Work required: Can you convert the data below into a two-column CSV with the columns "text" and "answer", giving one row for each text and its answer, where every field is quoted and line breaks become spaces? Leave the pictures out.

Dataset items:
....................
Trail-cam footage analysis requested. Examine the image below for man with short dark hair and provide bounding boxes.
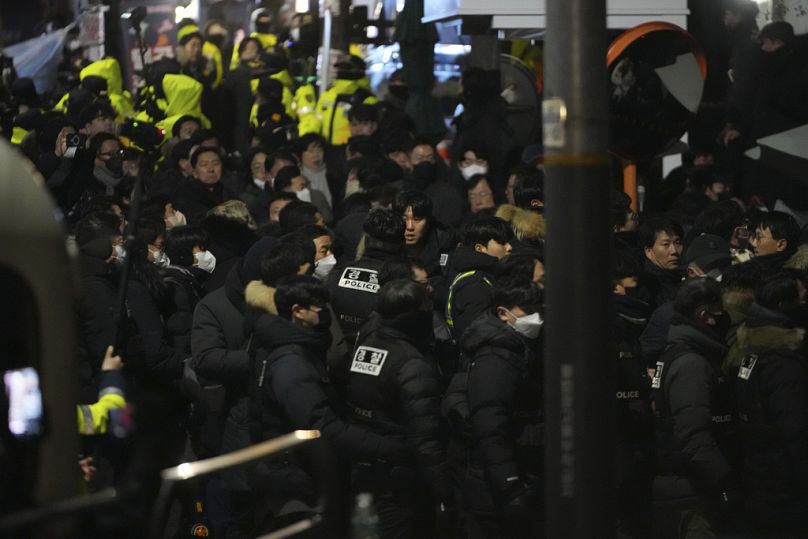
[637,217,683,307]
[652,277,742,538]
[461,279,544,538]
[446,215,512,341]
[346,278,451,537]
[749,211,800,271]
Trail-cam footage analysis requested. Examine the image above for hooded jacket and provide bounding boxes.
[652,313,739,498]
[736,304,808,533]
[446,245,499,341]
[461,314,544,500]
[312,78,379,146]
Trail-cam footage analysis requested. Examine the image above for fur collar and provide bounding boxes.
[496,204,545,240]
[244,281,278,314]
[737,324,805,353]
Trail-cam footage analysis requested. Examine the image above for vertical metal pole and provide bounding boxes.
[543,0,615,539]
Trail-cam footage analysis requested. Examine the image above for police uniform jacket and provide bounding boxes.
[652,313,738,496]
[328,243,401,346]
[346,312,448,500]
[461,313,544,499]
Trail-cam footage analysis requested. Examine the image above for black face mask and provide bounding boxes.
[207,34,225,49]
[710,311,732,340]
[104,155,123,176]
[316,307,331,331]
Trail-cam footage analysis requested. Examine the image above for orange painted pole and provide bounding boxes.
[623,161,640,213]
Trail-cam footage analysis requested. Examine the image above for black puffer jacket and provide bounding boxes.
[461,314,544,500]
[652,314,739,498]
[346,313,449,501]
[78,254,118,403]
[736,304,808,536]
[446,245,498,341]
[247,304,400,460]
[191,266,250,455]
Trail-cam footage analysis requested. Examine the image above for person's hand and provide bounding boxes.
[53,127,73,157]
[79,458,96,483]
[101,345,123,371]
[720,127,741,146]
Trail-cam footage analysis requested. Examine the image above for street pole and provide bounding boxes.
[543,0,616,539]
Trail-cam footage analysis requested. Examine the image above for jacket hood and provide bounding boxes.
[79,58,123,94]
[451,245,499,273]
[668,313,727,359]
[245,280,278,315]
[784,244,808,270]
[224,264,247,314]
[163,74,203,118]
[496,204,545,240]
[737,303,805,354]
[460,313,526,357]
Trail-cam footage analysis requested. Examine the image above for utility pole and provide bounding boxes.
[543,0,615,539]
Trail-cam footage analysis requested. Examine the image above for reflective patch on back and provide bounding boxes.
[651,361,665,389]
[337,267,380,294]
[738,354,758,380]
[351,346,387,376]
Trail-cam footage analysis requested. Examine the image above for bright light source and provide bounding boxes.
[174,0,199,22]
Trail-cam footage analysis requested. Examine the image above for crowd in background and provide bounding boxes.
[1,2,808,538]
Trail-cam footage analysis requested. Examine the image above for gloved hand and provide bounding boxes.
[435,501,460,539]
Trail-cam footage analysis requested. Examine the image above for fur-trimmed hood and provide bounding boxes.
[244,281,278,315]
[496,204,546,240]
[784,244,808,271]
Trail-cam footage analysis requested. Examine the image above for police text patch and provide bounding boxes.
[351,346,387,376]
[339,268,379,294]
[738,354,757,380]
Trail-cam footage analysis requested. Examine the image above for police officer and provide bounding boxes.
[328,209,404,345]
[735,273,808,537]
[651,278,741,538]
[346,280,454,538]
[461,279,544,538]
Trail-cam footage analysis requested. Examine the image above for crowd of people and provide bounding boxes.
[1,0,808,539]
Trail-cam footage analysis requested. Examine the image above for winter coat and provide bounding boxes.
[461,314,544,500]
[78,254,119,402]
[736,304,808,536]
[346,313,449,501]
[652,314,739,499]
[191,267,250,455]
[446,245,498,341]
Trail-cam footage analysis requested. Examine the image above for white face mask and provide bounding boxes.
[165,210,187,230]
[314,255,337,281]
[295,187,311,202]
[505,309,544,339]
[151,250,171,269]
[345,180,362,196]
[460,164,488,180]
[194,251,216,273]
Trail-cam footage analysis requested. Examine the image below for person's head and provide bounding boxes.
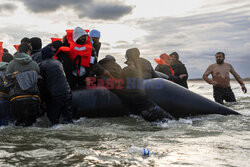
[73,27,88,45]
[20,37,31,44]
[41,45,55,60]
[215,52,225,64]
[30,37,42,52]
[169,52,179,61]
[51,40,62,53]
[160,53,171,64]
[125,48,140,64]
[89,29,101,43]
[18,42,32,55]
[2,53,13,63]
[3,48,9,53]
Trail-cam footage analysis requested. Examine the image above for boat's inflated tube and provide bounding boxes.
[72,88,128,118]
[145,78,239,118]
[72,78,239,118]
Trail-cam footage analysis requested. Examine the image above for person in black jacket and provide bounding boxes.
[95,49,173,122]
[40,46,73,125]
[154,53,174,77]
[169,52,188,89]
[30,37,42,64]
[89,29,102,58]
[125,48,158,79]
[98,55,122,79]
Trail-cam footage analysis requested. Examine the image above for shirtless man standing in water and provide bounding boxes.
[203,52,247,104]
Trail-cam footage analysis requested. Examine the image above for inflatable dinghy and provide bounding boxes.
[72,78,239,118]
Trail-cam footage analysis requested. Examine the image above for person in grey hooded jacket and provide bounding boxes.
[5,43,40,126]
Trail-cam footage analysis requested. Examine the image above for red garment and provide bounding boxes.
[55,30,92,67]
[13,45,19,52]
[50,38,62,43]
[154,58,174,76]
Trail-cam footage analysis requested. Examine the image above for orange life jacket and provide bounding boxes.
[50,38,62,43]
[13,45,19,52]
[0,42,3,62]
[55,30,93,67]
[154,58,174,76]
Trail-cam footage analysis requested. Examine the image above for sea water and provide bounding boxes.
[0,81,250,167]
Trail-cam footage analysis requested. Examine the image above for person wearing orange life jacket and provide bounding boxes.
[89,29,102,58]
[154,53,174,78]
[55,27,105,89]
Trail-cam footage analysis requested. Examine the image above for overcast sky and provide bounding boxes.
[0,0,250,78]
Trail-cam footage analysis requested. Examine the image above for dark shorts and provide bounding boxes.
[213,86,236,104]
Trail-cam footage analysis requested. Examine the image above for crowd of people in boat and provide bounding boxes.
[0,27,246,126]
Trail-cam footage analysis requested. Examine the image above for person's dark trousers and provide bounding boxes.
[213,86,236,104]
[0,97,13,126]
[10,97,40,126]
[47,94,73,125]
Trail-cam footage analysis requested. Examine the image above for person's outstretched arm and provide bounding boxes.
[230,65,247,93]
[202,65,217,86]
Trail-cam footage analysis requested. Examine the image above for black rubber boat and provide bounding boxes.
[72,78,239,118]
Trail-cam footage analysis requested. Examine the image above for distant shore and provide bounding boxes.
[188,78,250,83]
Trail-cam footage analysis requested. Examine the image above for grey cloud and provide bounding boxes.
[127,1,250,78]
[0,3,17,13]
[19,0,133,20]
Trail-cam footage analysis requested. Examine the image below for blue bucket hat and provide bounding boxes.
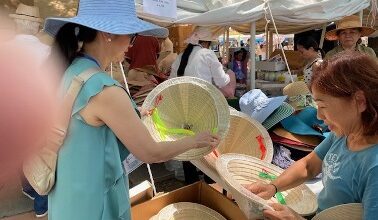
[281,107,328,137]
[44,0,169,38]
[239,89,287,123]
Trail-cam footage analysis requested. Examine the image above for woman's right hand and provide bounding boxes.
[193,131,220,148]
[243,182,276,200]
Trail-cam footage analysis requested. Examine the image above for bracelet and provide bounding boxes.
[269,183,278,194]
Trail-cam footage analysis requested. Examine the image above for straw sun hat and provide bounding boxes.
[262,102,295,130]
[150,202,226,220]
[325,15,375,40]
[312,203,363,220]
[191,107,273,182]
[142,76,230,160]
[9,3,43,23]
[216,154,318,219]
....................
Exercise result:
text,answer
"Trail-cam footage analysis requested. Examine the image below for man with short dark hair and provide bounding boxes.","[637,217,683,307] [652,277,742,538] [461,279,544,538] [446,215,512,341] [346,278,451,537] [749,211,800,271]"
"Trail-cam footage analysis requested. Examine the image above for hooded jacket and provide bounding boxes.","[652,313,739,498] [736,304,808,533] [446,245,499,341] [461,314,544,500] [312,78,379,146]"
"Trail-cam footage analysis requested. Examine the image above for fur collar and provide bounding boxes.","[496,204,545,240] [244,281,278,314] [737,324,805,353]"
"Trail-cam footage analysis requested. Examine the image above for vertical metal pole and provide bounding boxes.","[543,0,615,539]"
"Trail-cam footage analysis requested. Examine the image above for police uniform jacket and provide bounding boxes.","[652,313,738,496] [328,243,401,346] [346,312,448,500] [461,313,544,499]"
"Trail-cam footage analysis requested. Examine the image above for black face mask and provide bounding boxes.","[207,34,225,49] [710,311,732,340] [104,155,123,176] [316,307,331,331]"
"Trail-cam footage analysis requested. Examine the image above for orange painted pole and provide bounding boxes.","[623,161,640,213]"
"Trail-cam footage analysis requested. Examine the image above for black puffer jacket and provide bounding boxes.","[461,314,544,500] [652,314,739,498] [346,313,449,501] [78,254,118,403] [736,304,808,536] [446,245,498,341] [247,304,400,460] [191,266,250,455]"
"Trail-cam footage analysis requested. Examine the image above for person's hand and provide bounding boxes.","[53,127,73,157] [79,458,96,483] [101,345,123,371] [720,127,741,146]"
"Trail-cam footage analysis requested. Examine the image above for street pole and provide bounding boxes.","[543,0,616,539]"
"Trail-cam footage analysis requested. Examine the image above for jacket hood and provide bounding boxes.","[79,58,123,94] [451,245,499,273] [668,313,727,359] [245,280,278,315] [784,244,808,270] [224,264,247,314] [163,74,203,118] [496,204,545,240] [737,303,805,354] [460,313,526,357]"
"Trail-cam footage analysis requested. Examine the image above for utility pole and provide bounding boxes.","[543,0,615,539]"
"Trail-cam footage analysis requested. Examine the image above for reflective patch on back and provide bounding boxes.","[651,361,665,389] [337,267,380,294] [738,354,758,380] [351,346,387,376]"
"Trail-cam footage analysis requested. Examine the image above for bright light source and provide bounding boxes.","[174,0,199,22]"
"Trail-cam footage analysis requested. Examine the image above for crowd in background and provide bounding boxes.","[1,2,808,538]"
"Trail-cam footage analysis requested. Examine the image above for gloved hand and provide bounding boxes.","[435,501,460,539]"
"Trail-cam footage analysis requested. Examine the image above for fur-trimmed hood and provide bounding boxes.","[244,281,278,315] [496,204,546,240] [784,244,808,271]"
"Trail-cam footage analysis requested. Examine the image above for police text patch and provide bounding boxes.","[351,346,387,376] [339,268,379,294] [738,354,757,380]"
"Trail-cam footage analysis requested. Examine the image above for police officer and provide bounding boxes.","[328,209,404,345] [735,273,808,537] [651,278,741,538] [346,280,454,538] [461,279,544,538]"
"Trail-cam footage analysis requested. Examine the image above for crowd of people and provide bounding boxes.","[1,0,808,539]"
"Trail-cam footage analysis requested. Examine the image above for winter coat and provide bounding boxes.","[461,314,544,500] [78,254,119,402] [736,304,808,536] [346,313,449,501] [652,314,739,499] [191,267,250,455] [446,245,498,341]"
"Trail-cam footage analysis requested. Examine the image above for white face mask and provide bounding boxes.","[165,210,187,230] [314,255,337,281] [295,187,311,202] [505,309,544,339] [151,250,171,269] [345,180,362,196] [460,164,488,180] [194,251,216,273]"
"Trail-cam footage analysis requested. Examine the image below for person's head and provide bounding boxes.","[73,27,88,45] [20,37,31,44] [41,45,55,60] [215,52,225,64] [30,37,42,52] [169,52,179,61] [51,40,62,53] [160,53,171,64] [125,48,140,64] [89,29,101,43] [18,42,32,55] [2,53,13,63] [3,48,9,53]"
"Trail-cam footage analysis requested. Examine the image above for boat's inflated tube and provide bounding boxes.","[72,88,128,118] [145,78,239,118] [72,78,239,118]"
"Trail-cam footage analysis requested. Examine the image above for person in black jacket and provide bounding boxes.","[95,49,173,122] [40,46,73,125] [154,53,174,77] [169,52,188,89] [30,37,42,64] [89,29,102,58] [125,48,158,79] [98,55,122,79]"
"Trail-cam footage analysis requested. Examine the image above for shirtless man standing in water and provide bounding boxes.","[203,52,247,104]"
"Trail-cam footage analysis requested. Examine the image above for inflatable dinghy and provide bounding boxes.","[72,78,239,118]"
"Trail-cam footage analysis requested. Examine the image above for person in grey hooded jacket and provide bounding boxes.","[5,43,40,126]"
"Trail-cam footage analysis requested. Examine the image above for red garment and provide bounding boxes.","[55,30,92,67] [13,45,19,52] [50,38,62,43] [154,58,174,76]"
"Trail-cam footage analysis requested. Examine the image above for orange life jacket and provide bounding boxes.","[50,38,62,43] [13,45,19,52] [0,42,3,62] [55,30,93,67] [154,58,174,76]"
"Trail-cam footage analysis requested. Examine the image above for sea water and provide bounding boxes.","[0,81,250,167]"
"Trail-cam footage analysis requested. Examine the image above for person wearing orange life jacket and provide bounding boxes.","[89,29,102,58] [154,53,174,78] [55,27,105,89]"
"Trail-cam footage analysis requested. Examine the image above for overcast sky and provide bounding boxes.","[0,0,250,78]"
"Trail-cam footage analysis requested. Examine the image above for dark shorts and provide bounding boxes.","[213,86,236,104]"
"Trail-cam footage analysis requested. Examine the image above for crowd of people in boat and provide bounding boxes.","[0,27,246,126]"
"Trail-cam footage analysis requested. Examine the image above for person's dark trousers and provide bounding boxes.","[213,86,236,104] [0,97,13,126] [10,97,40,126] [47,94,73,125]"
"Trail-cam footage analysis requested. Examine the image above for person's outstretched arm and provide bounding boxes.","[230,65,247,93] [202,65,217,86]"
"Trail-cam footage analysis requested. Examine the image above for black rubber boat and provide bounding boxes.","[72,78,239,118]"
"Trail-cam footage analysis requested. Examine the image above for distant shore and provide bounding boxes.","[188,78,250,83]"
"Trail-cam footage analysis requested. Examine the image above for grey cloud and provide bounding boxes.","[127,1,250,78] [0,3,17,13] [19,0,133,20]"
"Trail-cam footage analysis requested. Examine the image below for blue bucket hat and provide bounding boxes.","[281,107,328,137] [44,0,169,38] [239,89,287,123]"
"Trail-cam footage analysis requested. Examine the image above for woman's right hand and provide bounding boxes.","[193,131,220,148] [243,182,276,200]"
"Trail-cam footage analysis requested. Examine the image above for bracelet and provide bounding boxes.","[269,183,278,194]"
"Trail-cam footage analysis requested. Examine the image above for straw sun hat and provide bounding boxes.","[262,102,295,130] [150,202,226,220] [325,15,375,40] [312,203,363,220] [191,107,273,182] [142,76,230,160] [9,3,43,23] [216,154,318,219]"